» **Tasks to complete**
1. In the North Wootton article, which river is the village on?
2. From the North Wootton article, extract the passage starting at "The name Wootton" and ending at "Glaston Twelve Hides.".

Village and civil parish in Somerset, England

North Wootton is a village and civil parish, on the River Redlake, 2.5 mi south east of Wells, and 3.5 mi south west of Shepton Mallet in the county of Somerset, England.

The village is on the Monarch's Way long-distance footpath.

==History==

The name Wootton means the settlement in or by a wood. The North being added in the 20th century to distinguish it from Wootton Courtenay.

The estate was granted by King Edmund to Aethelnoth, his minister in 946, and then to Glastonbury Abbey.

The parish was part of the hundred of Glaston Twelve Hides.

==Governance==

The parish council has responsibility for local issues, including setting an annual precept (local rate) to cover the council's operating costs and producing annual accounts for public scrutiny. The parish council evaluates local planning applications and works with the local police, district council officers, and neighbourhood watch groups on matters of crime, security, and traffic. The parish council's role also includes initiating projects for the maintenance and repair of parish facilities, as well as consulting with the district council on the maintenance, repair, and improvement of highways, drainage, footpaths, public transport, and street cleaning. Conservation matters (including trees and listed buildings) and environmental issues are also the responsibility of the council.

For local government purposes, since 1 April 2023, the parish comes under the unitary authority of Somerset Council. Prior to this, it was part of the non-metropolitan district of Mendip (established under the Local Government Act 1972). It was part of Wells Rural District before 1974.

It is also part of the Wells and Mendip Hills county constituency represented in the House of Commons of the Parliament of the United Kingdom. It elects one Member of Parliament (MP) by the first past the post system of election.

==Commerce==

Despite its small size, the village of North Wootton is home to several businesses, including the popular campsite Greenacres Camping, and Honey Tree Publishing Ltd.

==Religious sites==

The Church of St Peter dates from the 14th century and is a Grade II* listed building.

» **Information shown**
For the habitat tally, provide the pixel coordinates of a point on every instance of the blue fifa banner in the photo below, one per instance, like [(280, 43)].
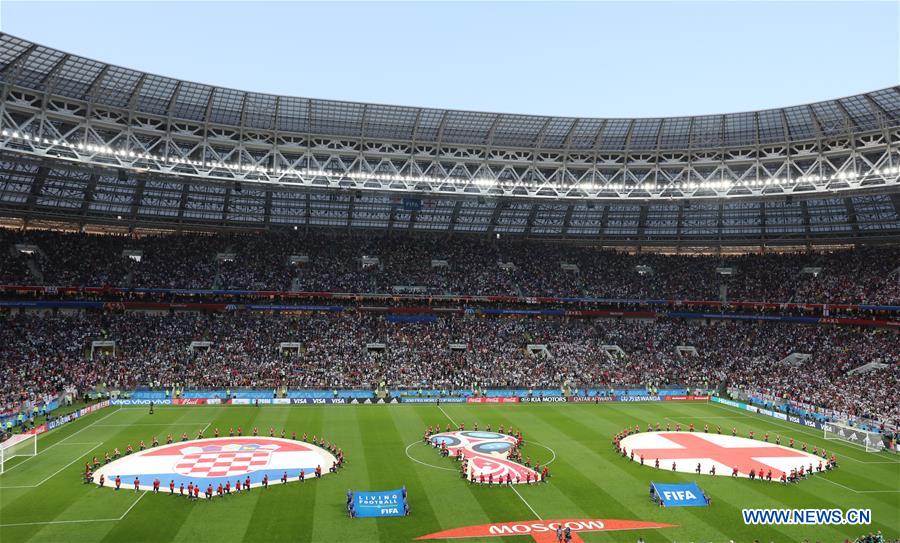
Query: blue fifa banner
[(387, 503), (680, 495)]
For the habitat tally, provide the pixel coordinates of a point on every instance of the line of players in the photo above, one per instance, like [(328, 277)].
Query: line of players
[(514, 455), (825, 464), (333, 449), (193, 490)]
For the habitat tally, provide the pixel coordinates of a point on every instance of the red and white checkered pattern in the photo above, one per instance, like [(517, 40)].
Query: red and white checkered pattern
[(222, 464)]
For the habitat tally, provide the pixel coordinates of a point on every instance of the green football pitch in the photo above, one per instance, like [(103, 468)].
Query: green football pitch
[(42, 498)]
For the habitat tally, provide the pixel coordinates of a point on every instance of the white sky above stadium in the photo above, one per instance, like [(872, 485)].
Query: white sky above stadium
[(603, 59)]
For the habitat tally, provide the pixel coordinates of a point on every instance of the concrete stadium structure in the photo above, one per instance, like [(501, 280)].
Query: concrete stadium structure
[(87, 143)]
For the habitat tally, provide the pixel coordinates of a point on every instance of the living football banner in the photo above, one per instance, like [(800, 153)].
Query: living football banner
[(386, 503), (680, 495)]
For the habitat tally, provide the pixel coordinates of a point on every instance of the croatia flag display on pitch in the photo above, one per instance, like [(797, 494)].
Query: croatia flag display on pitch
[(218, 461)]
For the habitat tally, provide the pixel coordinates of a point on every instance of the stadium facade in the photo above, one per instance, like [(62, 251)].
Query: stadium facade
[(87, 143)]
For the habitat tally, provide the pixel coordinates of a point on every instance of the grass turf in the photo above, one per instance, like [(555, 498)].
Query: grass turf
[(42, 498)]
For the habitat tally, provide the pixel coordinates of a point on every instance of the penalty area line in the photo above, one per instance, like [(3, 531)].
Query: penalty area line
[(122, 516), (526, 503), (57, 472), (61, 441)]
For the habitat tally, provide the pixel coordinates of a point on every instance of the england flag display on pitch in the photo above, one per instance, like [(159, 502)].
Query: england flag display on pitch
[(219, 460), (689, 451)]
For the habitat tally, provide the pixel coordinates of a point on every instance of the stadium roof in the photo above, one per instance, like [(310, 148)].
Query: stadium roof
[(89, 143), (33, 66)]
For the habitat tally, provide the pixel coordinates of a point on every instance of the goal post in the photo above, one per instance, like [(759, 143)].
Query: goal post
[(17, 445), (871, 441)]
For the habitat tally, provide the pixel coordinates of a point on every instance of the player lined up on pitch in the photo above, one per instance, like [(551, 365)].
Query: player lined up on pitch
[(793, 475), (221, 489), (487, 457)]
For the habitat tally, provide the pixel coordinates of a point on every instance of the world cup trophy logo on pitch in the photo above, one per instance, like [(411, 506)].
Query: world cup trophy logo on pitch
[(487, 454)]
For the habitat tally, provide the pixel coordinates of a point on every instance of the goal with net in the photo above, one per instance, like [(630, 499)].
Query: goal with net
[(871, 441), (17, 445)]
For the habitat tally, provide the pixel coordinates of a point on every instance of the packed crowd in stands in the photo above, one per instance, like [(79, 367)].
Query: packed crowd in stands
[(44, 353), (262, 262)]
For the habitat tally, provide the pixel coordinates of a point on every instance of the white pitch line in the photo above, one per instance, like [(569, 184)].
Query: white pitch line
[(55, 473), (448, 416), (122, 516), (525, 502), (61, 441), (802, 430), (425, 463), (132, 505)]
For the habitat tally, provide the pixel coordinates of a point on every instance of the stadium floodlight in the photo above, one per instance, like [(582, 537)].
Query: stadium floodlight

» **Outputs for the tasks**
1. The River Redlake.

2.
The name Wootton means the settlement in or by a wood. The North being added in the 20th century to distinguish it from Wootton Courtenay.

The estate was granted by King Edmund to Aethelnoth, his minister in 946, and then to Glastonbury Abbey.

The parish was part of the hundred of Glaston Twelve Hides.